• **THE TASK**
Please repeat every entry exactly as written, but skip the pictures.

• **RECORDS**
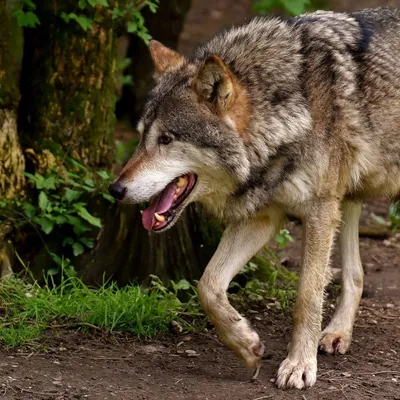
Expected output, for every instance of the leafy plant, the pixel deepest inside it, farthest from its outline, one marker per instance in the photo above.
(59, 206)
(27, 310)
(291, 7)
(394, 216)
(130, 14)
(26, 17)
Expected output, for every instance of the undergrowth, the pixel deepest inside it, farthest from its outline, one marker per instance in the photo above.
(27, 308)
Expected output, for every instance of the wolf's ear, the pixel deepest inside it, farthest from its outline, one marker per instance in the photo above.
(214, 83)
(163, 57)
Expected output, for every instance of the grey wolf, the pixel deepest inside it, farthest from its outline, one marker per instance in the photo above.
(296, 116)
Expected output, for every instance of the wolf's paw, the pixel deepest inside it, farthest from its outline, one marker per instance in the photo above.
(297, 375)
(245, 343)
(337, 342)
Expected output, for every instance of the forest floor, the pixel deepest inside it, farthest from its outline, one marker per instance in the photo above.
(71, 365)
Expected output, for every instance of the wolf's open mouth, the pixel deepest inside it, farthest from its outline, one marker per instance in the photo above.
(163, 207)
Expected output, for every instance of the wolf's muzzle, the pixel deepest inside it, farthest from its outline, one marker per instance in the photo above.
(117, 190)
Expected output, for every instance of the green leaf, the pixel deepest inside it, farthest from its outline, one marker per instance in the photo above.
(79, 226)
(67, 241)
(131, 27)
(182, 285)
(53, 271)
(378, 219)
(26, 19)
(108, 197)
(82, 212)
(88, 242)
(30, 4)
(49, 182)
(71, 195)
(117, 13)
(105, 175)
(29, 209)
(84, 22)
(77, 249)
(126, 80)
(45, 224)
(44, 202)
(58, 219)
(89, 182)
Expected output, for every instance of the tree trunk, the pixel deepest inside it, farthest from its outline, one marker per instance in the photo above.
(126, 252)
(68, 85)
(12, 163)
(11, 158)
(68, 88)
(165, 26)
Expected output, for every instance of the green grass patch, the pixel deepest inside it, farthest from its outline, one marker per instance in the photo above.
(29, 309)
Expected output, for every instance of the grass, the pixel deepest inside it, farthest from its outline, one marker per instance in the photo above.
(29, 309)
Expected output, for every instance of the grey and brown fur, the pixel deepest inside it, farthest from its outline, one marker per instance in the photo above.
(300, 116)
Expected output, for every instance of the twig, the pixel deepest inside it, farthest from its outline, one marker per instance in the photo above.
(75, 324)
(50, 394)
(378, 373)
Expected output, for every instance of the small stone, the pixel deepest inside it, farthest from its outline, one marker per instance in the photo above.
(192, 353)
(176, 327)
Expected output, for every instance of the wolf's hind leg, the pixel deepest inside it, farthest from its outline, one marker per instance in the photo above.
(336, 337)
(239, 243)
(299, 369)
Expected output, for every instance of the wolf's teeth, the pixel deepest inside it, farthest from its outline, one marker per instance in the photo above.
(159, 218)
(181, 182)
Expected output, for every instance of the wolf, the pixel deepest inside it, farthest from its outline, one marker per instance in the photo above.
(277, 117)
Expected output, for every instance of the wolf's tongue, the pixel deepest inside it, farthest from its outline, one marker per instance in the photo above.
(160, 204)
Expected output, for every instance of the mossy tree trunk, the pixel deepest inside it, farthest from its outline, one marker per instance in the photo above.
(11, 157)
(12, 161)
(68, 88)
(68, 84)
(165, 26)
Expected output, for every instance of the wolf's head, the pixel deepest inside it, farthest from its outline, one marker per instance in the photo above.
(192, 143)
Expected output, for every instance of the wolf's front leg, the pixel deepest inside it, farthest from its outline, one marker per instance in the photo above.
(299, 369)
(336, 337)
(239, 243)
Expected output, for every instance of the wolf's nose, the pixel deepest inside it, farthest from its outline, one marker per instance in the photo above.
(117, 190)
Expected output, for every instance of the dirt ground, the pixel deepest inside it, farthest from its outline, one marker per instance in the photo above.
(70, 365)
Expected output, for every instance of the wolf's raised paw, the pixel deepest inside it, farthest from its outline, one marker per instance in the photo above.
(296, 375)
(334, 342)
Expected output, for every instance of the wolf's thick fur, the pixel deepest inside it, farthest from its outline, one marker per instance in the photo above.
(299, 116)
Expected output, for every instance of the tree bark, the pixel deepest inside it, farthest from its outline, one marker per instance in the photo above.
(68, 85)
(164, 26)
(12, 162)
(126, 252)
(68, 89)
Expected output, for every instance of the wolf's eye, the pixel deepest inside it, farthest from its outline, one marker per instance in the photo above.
(164, 139)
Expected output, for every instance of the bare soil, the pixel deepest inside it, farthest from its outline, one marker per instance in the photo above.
(71, 365)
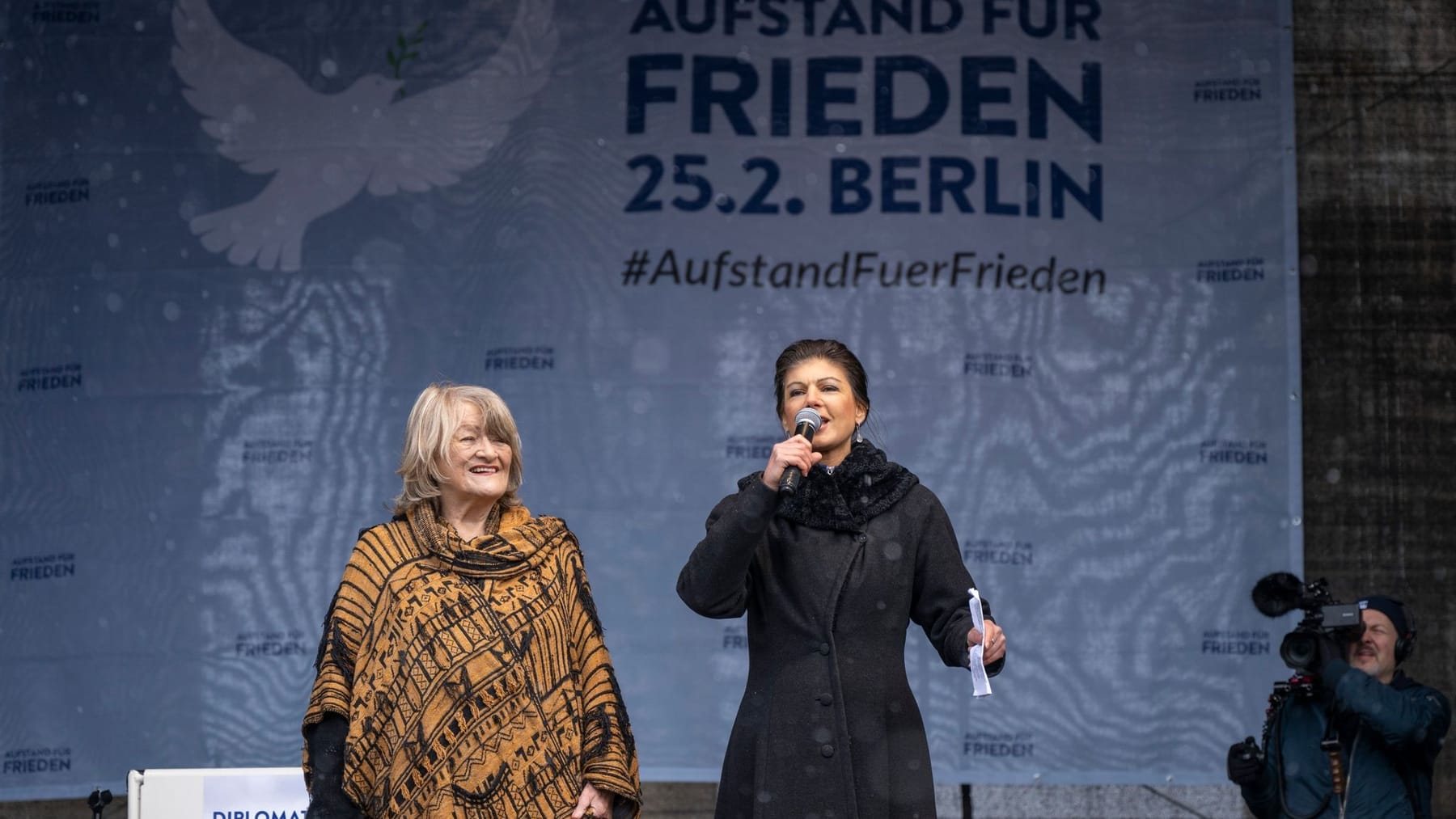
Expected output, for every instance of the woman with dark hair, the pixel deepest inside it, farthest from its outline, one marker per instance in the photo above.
(830, 578)
(462, 669)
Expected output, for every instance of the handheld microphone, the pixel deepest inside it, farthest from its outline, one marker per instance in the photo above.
(806, 424)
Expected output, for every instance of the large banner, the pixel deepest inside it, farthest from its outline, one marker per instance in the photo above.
(238, 238)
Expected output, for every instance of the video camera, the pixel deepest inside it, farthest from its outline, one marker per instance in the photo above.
(1280, 593)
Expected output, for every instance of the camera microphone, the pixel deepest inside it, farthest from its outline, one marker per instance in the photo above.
(806, 424)
(1277, 594)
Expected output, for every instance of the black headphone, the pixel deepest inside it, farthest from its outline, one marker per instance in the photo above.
(1405, 640)
(1405, 644)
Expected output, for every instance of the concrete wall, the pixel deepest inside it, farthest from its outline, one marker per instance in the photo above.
(1376, 120)
(1376, 131)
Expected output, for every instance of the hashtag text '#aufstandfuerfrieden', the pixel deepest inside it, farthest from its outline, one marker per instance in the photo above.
(861, 269)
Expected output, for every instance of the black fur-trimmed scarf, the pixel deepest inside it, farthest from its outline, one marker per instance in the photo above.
(864, 485)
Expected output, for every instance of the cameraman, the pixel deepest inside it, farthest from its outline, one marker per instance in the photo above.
(1381, 726)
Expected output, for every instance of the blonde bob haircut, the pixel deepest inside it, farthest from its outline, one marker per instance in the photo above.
(430, 429)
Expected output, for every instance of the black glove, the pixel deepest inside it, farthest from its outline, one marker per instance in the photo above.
(327, 758)
(1245, 762)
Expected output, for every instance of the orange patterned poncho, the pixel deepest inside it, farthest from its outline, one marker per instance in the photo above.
(473, 675)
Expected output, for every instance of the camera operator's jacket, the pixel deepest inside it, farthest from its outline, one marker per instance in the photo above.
(1388, 737)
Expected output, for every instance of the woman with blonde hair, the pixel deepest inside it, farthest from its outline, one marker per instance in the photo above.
(462, 669)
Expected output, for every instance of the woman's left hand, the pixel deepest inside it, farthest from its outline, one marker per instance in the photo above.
(593, 804)
(995, 642)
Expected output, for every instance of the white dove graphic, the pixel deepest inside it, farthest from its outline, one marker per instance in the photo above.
(324, 149)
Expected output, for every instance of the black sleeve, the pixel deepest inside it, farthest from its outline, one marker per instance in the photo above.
(327, 797)
(715, 582)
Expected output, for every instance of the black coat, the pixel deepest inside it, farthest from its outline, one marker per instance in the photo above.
(829, 726)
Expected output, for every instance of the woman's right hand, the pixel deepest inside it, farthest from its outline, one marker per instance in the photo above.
(795, 451)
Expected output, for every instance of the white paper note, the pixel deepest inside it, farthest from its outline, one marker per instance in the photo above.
(980, 682)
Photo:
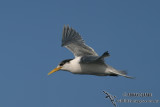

• **COMPLETED EXERCISE**
Expected output, for every instance of the leafy plant, the pixel deepest inside it, farthest from its outline, one marker per instance in the photo above.
(59, 206)
(27, 310)
(291, 7)
(394, 216)
(130, 14)
(26, 17)
Expected output, for every instance of the undergrowth, the pixel deepest inside it, farthest from its outline, one marker per instance in the photo above.
(27, 308)
Expected output, for every instance of the wolf's ear, the pixel deepest inside it, farthest from its outline, one marker per instance in the photo above.
(214, 83)
(163, 57)
Expected output, for every instance of the grey wolf, the pixel deepest inside it, farthest from its outline, one marker per instance in the photo above.
(296, 116)
Expected output, for every instance of the wolf's paw, the pixel deepest inside it, farthest from its outline, one marker per instance in the photo above.
(297, 375)
(245, 343)
(337, 342)
Expected output, for every instance of the forest floor, the pixel deepest inside it, farthest from its outline, one marker per instance in the photo above.
(71, 365)
Expected output, for every instance of the wolf's open mouth, the pixel deepest inside it, farthest from its outline, one marker per instance in the photo above.
(163, 207)
Expected output, for every instance of the wolf's muzzle, the pixel deepest inside it, farthest from its outline, one marker per instance in the photo above.
(117, 190)
Expected output, for every instance of the green leaf, the pixel deepest inside it, farthest from its outline, one marker per instance in the photo above.
(79, 226)
(67, 241)
(131, 27)
(182, 285)
(53, 271)
(378, 219)
(26, 19)
(108, 197)
(82, 212)
(88, 242)
(30, 4)
(49, 182)
(71, 195)
(117, 13)
(105, 175)
(29, 209)
(84, 22)
(77, 249)
(126, 80)
(45, 224)
(44, 202)
(58, 219)
(89, 182)
Expected output, for every instance of the tree trunk, the pixel deepest inside it, farthest from its outline, one marker per instance in the photo above.
(126, 252)
(68, 85)
(12, 163)
(11, 158)
(68, 88)
(165, 26)
Expected output, for every instance of the green grass patch, the pixel deepest inside it, farthest from its outline, one marker per instance in the photo above.
(29, 309)
Expected output, for every instance of the grass, the pixel deepest inside it, farthest from its outline, one marker per instance in the photo above.
(29, 309)
Expected output, for every instance of the grey and brown fur, the pixel deepest inside it, farthest from its outline, one marker per instance in the photo above.
(300, 116)
Expected output, for every instance of the twig, the pixel deepest inside it, farthest from its outline, one marker per instance in the photo above.
(75, 324)
(50, 394)
(378, 373)
Expected output, for every instance of the small stone, the pixel deepest inside it, farthest from its outline, one marker per instance in the photo above.
(192, 353)
(176, 327)
Expected output, for every instance of the wolf's hind leg, the pixel deepest inside it, farthest from its outline, one marker per instance in the photo above.
(336, 337)
(239, 243)
(299, 369)
Expected output, for every instance of the wolf's teeth, the pixel deepest inside it, farthest from its outline, one marker per instance in the photo above.
(159, 218)
(181, 182)
Expected output, for every instance of the wolf, the pixel deepest inside it, farthest from its outline, one marker per instance in the photo above.
(277, 117)
Expected output, for every instance of the wolf's tongue, the pixel deepest inside it, farthest from its outline, one marker per instance in the photo above.
(160, 204)
Expected output, for every instance of the mossy tree trunk, the pixel deepest inside it, farthest from its outline, one marker per instance in the photo above.
(11, 157)
(12, 161)
(68, 88)
(68, 84)
(165, 26)
Expected output, for every instance of the wolf's head, the pixel deepest inside it, farthest from its outline, one marker per instance in the photo above.
(192, 143)
Expected output, for every instance of the wolf's front leg, the pixel deepest inside it, farthest from its outline, one marker per instance in the photo above.
(299, 369)
(336, 337)
(239, 243)
Expected output, for every instance of the wolf's nose, the pixel deepest inside it, farthest from its outline, one marker per instance in the photo above.
(117, 190)
Expected output, for every instance of the dirt ground, the pixel deepest inside it, farthest from its outline, one marker per instance in the photo above.
(70, 365)
Expected output, for every instance of the wolf's raised paw, the pixel deepest inside it, farthest from its outline, one marker per instance in the photo above.
(296, 375)
(334, 342)
Expected output, for every instance of the wolf's thick fur, the pixel deepest inside it, farthest from its outline, one marker per instance in the photo above.
(299, 116)
Expected output, for every instance of the tree bark, the pixel deepest inside it, farthest from its outline, one marker per instance in the photo above.
(68, 85)
(164, 26)
(12, 162)
(126, 252)
(68, 89)
Expected output, for every instance of the wolf's eye, the pixel deepest inside it, farthest from its outline, one marker per instance in the photo above.
(164, 139)
Expected output, for every instance of the bare soil, the pixel deepest inside it, farthest from its outline, one marker per instance in the photo above.
(71, 365)
Expected output, for every instance of the woman with dark hair, the pixel deepest inside it, farthest from its outline, one marker per instance in the photo above.
(830, 578)
(462, 669)
Expected output, for every instance of the handheld microphone, the pixel deepest inside it, farthest from its outline, one marker per instance in the photo above.
(806, 424)
Expected output, for every instance of the large banner, the pixel deepest inside it, farthest from its outline, one marker per instance in the photo above.
(238, 238)
Expected output, for every instance of the video camera, the pixel deepest inside it, farthest from its outline, one marker per instance in the photo above.
(1280, 593)
Expected output, for every instance of the camera microphone, the pixel deepest inside it, farthest from its outline, one marker per instance in the photo above.
(806, 424)
(1277, 594)
Expected output, for every instance of the black headphone, the pixel deepest inside it, farthest from its outline, one marker per instance in the photo above.
(1405, 640)
(1405, 644)
Expected output, for every instance of the concrete wall, the pixel deepest inside it, farthest from its outline, one marker per instance in the photo above.
(1376, 120)
(1376, 131)
Expected output, for every instance of the hashtag text '#aufstandfuerfrieden', the pixel deepest inside it, farthest from its outline, one marker per instance in the photo above.
(861, 269)
Expected output, for every instance of the black fur-trimmed scarf, the pixel deepest inside it, farthest from its outline, one marker per instance in the photo above.
(864, 485)
Expected output, for every instance of the cameraman, the pixel deepest inside it, farthest from its outline, one marker per instance in the photo above.
(1381, 726)
Expected output, for every instance of the blonde bob haircut, the pixel deepest inside it, farthest from its outline, one marker per instance in the photo above.
(430, 429)
Expected output, for every instance of the black glove, the pixel deepest inside it, farthest from its outline, one marker per instance in the photo above.
(327, 758)
(1245, 762)
Expected output, for every instance of the orange patterned poncho, the pixel deepest inside it, farthest from its outline, one marker per instance in the photo above.
(473, 675)
Expected output, for every instance of the camera operator's jacket, the pixel deepest inside it, farthest from its outline, one marker per instance in the photo above.
(1388, 737)
Expected output, for every instance of the woman with blonde hair, the pixel deepest inside it, farthest from its outline, one marker per instance in the photo above.
(462, 669)
Expected output, for every instance of the woman's left hand, the pixel deepest inside it, farthest from its outline, one marker per instance in the photo above.
(593, 804)
(995, 642)
Expected output, for every instance of the white dove graphic, the pixel deepest inside it, farthest from its outline, one marker per instance in the photo above.
(324, 149)
Expected output, for every instance of the black sleeve, the pixel deepest inside it, farthest from its outline, one marker per instance in the photo above.
(327, 797)
(715, 582)
Expected output, for every instance of the black coat, the pixel deepest inside it, farthest from its outline, one marker per instance in the photo above.
(829, 726)
Expected output, for every instance of the woman's right hand, the pixel deepest inside it, farthest from its outline, one marker per instance in the photo above.
(795, 451)
Expected output, for every instance of the white paper note, the pixel deepest inside it, farthest from its outline, one marker per instance in the photo above.
(980, 682)
Photo:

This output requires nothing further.